## Sección del documento
......

Hay varios tipos de amor, dos textos clásicos y homólogos en el título lo dejan precisado: El arte de amar de Ovidio, el cual sitúa el amor como actividad, la que hay que trabajar en la cotidianidad, porque no llega pasivamente, ni viene del cielo y el texto de Eric Fromn, el cual lo articula a la voluntad del sujeto y sus diversos escenarios que van desde el amor materno, fraterno, el amor a sí mismo hasta llegar al amor erótico.

Este último amor  es que el estamos situando  con relación al ciberamor como almas atormentadas, entramados que pueden llevar a  encuentro  o desencuentro de por vida. Esto no descarta la variante de que ante tales sucesos el sujeto ha de comprender que para amar sin sufrir ha de implicar amarse a sí mismo, pero sin caer en un narciso desdichado, tendencia de cierto narcisismo que hoy se vive en las redes del ciberespacio.

En este aspecto cobra importancia estudiar los efectos del ciberamor en el plano de lo erótico, de sus vueltas y revueltas en ese ciberespacio que apunta a priorizar  las  relaciones íntimas virtuales ante los sentimientos reales. En ese mundo digital viven sujetos de espectros virtuales que han ido desplazando la vida real, haciendo de esta un simulacro, una cibervida con envoltura de musaraña existencial.

......

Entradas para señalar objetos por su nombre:
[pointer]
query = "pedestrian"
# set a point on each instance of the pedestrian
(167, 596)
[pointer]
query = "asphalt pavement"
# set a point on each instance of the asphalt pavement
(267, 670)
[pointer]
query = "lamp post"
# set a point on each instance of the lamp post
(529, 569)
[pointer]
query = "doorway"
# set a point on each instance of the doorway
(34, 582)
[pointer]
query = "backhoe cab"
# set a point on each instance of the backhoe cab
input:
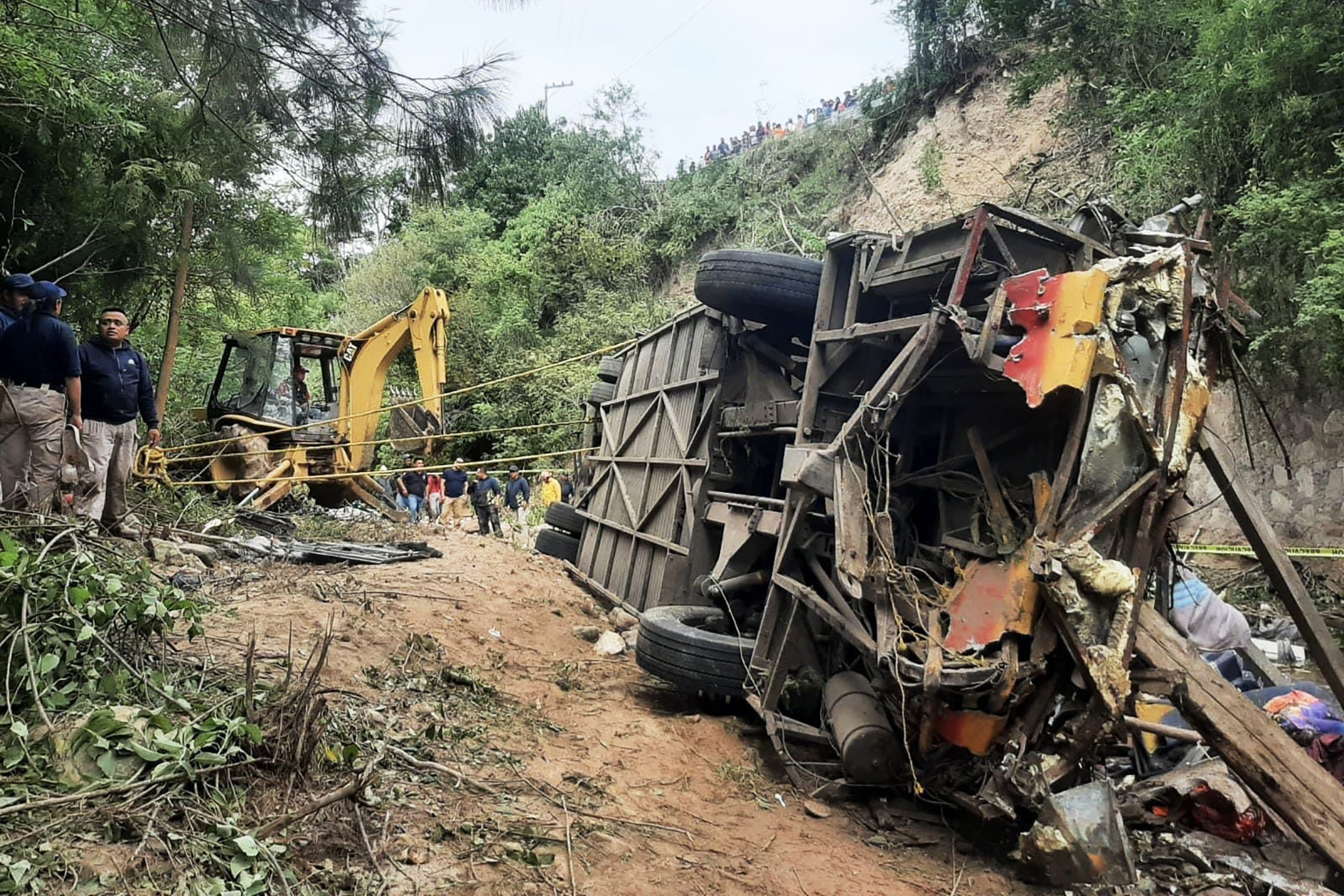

......

## El problema
En el texto sobre el ciberamor, ¿cómo sitúa Ovidio el amor en El arte de amar?

## Resultado de la tarea
Como una actividad que hay que trabajar en la cotidianidad, porque no llega pasivamente ni viene del cielo.